Data records.
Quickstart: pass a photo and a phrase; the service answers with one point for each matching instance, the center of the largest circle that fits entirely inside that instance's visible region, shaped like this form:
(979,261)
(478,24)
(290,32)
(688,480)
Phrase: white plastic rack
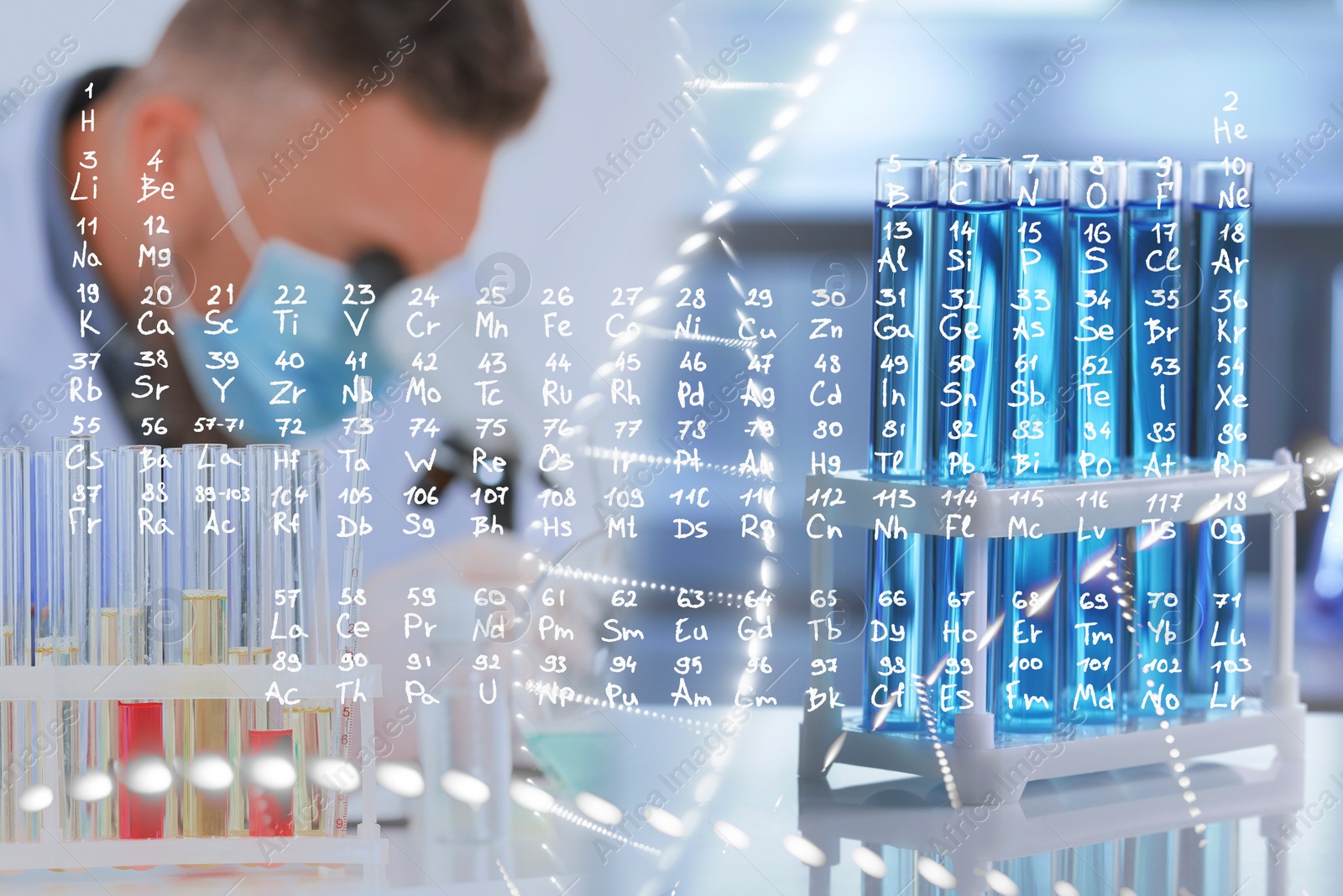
(49,685)
(1094,809)
(990,766)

Exercise task. All of the entries need to be transcribed word for word; pictures are left out.

Exercise response.
Quickstart: pass a photo and a phrase; the service answers with one point for each matching instance, the center of the largest circle that fits entirely inside that instance's visible region, shaped like this form:
(979,261)
(478,24)
(290,32)
(688,480)
Phrase: white plastic rack
(49,685)
(1094,809)
(990,766)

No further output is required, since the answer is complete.